Start of DOCUMENT SECTION

When new metrics are implemented, the corresponding column should be added via a numbered migration in gds-mt-eval-harness/migrations/.


10. Code–Spec Synchronization

10.1 Canonical Source

This document is the canonical source for:

  • Metric definitions (§2)
  • Composite weight tables (§4.3)
  • Quality tier thresholds (§5.1)
  • Cost metric formulas (§6.2)
  • Run card scores schema (§9)

End of DOCUMENT SECTION
Start of EXTRACTED ENTRIES

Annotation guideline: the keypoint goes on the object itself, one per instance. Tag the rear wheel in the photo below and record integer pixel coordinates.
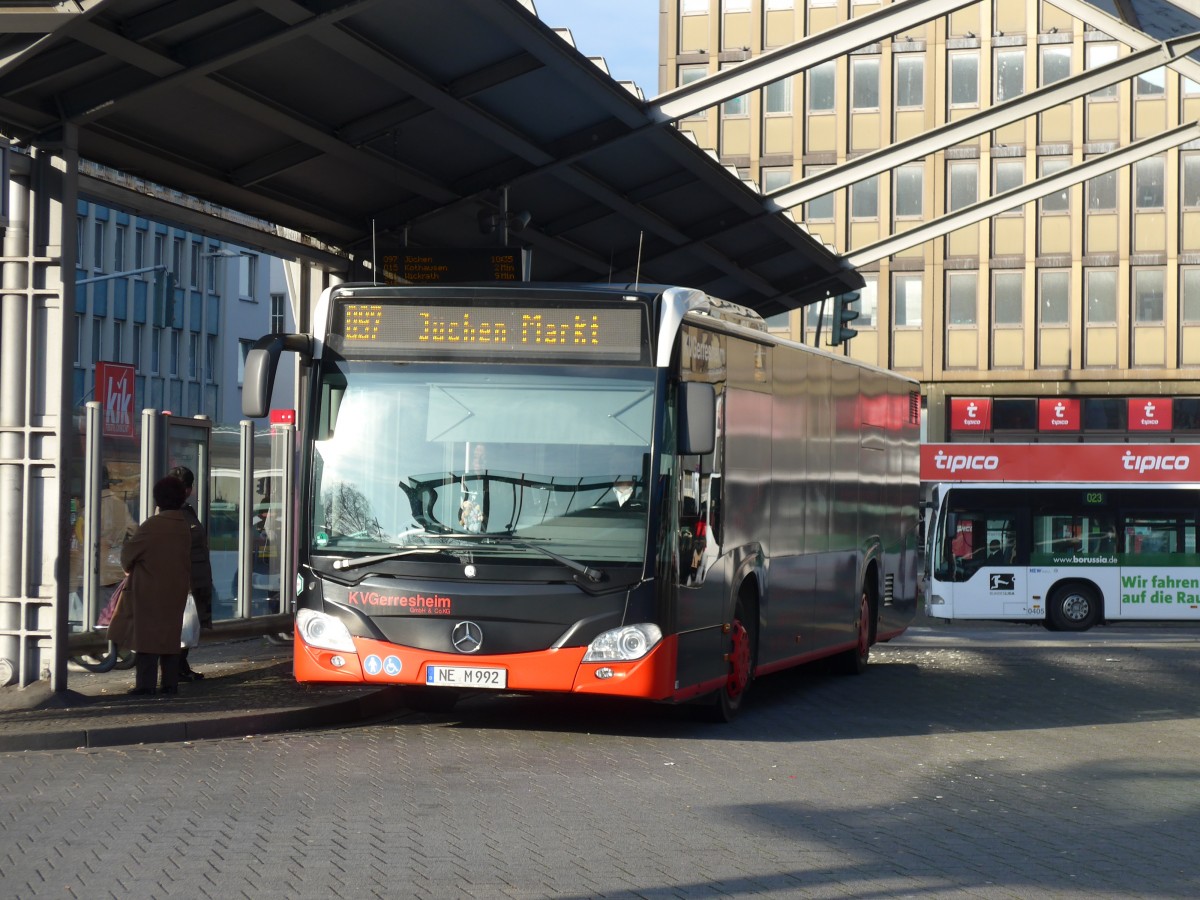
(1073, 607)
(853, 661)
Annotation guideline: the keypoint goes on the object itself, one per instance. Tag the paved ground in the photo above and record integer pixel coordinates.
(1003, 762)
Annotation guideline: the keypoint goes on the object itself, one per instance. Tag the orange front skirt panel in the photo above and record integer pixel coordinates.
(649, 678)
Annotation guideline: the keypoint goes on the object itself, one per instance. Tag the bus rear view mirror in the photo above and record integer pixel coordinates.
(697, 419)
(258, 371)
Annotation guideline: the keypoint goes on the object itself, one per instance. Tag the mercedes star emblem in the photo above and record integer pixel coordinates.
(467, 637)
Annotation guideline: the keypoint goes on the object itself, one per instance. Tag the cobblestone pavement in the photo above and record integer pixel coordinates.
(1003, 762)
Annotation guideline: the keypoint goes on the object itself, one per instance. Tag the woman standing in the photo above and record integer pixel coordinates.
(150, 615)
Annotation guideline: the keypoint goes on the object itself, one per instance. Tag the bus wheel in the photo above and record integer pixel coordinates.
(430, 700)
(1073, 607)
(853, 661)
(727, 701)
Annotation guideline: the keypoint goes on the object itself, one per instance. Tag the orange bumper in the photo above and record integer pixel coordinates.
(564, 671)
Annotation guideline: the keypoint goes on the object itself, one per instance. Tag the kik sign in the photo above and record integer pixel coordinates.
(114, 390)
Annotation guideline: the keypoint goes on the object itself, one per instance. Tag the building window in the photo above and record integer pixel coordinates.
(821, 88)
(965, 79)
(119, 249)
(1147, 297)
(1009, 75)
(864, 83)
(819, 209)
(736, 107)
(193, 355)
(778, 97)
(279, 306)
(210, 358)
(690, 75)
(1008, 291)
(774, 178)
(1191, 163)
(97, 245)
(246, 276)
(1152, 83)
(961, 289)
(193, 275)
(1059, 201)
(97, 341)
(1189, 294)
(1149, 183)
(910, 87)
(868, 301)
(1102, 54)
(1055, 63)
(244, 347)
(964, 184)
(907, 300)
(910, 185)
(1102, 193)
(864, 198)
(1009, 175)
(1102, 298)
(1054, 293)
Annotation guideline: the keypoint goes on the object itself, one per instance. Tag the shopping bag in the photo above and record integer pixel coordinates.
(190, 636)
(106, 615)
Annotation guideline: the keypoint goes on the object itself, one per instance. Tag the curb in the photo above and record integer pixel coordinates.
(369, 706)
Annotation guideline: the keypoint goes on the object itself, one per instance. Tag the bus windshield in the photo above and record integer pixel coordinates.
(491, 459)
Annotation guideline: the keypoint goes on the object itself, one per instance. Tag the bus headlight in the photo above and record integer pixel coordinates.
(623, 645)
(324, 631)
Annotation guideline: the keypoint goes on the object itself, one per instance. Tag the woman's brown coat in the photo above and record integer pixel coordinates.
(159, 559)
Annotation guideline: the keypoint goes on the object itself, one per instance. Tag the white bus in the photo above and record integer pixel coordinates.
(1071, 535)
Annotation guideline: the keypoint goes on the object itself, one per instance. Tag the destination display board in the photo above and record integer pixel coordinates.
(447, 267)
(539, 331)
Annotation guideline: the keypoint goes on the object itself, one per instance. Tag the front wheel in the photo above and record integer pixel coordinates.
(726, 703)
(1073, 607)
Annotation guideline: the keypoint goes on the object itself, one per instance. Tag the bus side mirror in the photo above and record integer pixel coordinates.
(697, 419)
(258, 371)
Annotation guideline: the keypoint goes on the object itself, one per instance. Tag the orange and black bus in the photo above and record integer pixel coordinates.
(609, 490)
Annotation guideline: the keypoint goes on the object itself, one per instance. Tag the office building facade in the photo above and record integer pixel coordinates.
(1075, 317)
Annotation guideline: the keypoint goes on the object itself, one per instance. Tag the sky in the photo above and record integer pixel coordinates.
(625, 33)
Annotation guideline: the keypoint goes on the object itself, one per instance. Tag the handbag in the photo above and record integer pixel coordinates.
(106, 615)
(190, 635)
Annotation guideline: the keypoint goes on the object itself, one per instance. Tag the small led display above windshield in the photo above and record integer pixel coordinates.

End of EXTRACTED ENTRIES

| WHAT IS EXPECTED |
Do statements 1, 2 and 3 agree with the document section? For each, answer yes or no and quote the words that decide it.
1. A column for a new metric should be added through a numbered migration in gds-mt-eval-harness/migrations/.
2. Quality tier thresholds are set out in §4.3.
3. The document is the canonical source for cost metric formulas.
The data has nothing to do with the text.

| TASK ANSWER |
1. Yes: "the corresponding column should be added via a numbered migration in gds-mt-eval-harness/migrations/."
2. No: "Quality tier thresholds (§5.1)"
3. Yes: "This document is the canonical source for:" and "Cost metric formulas (§6.2)"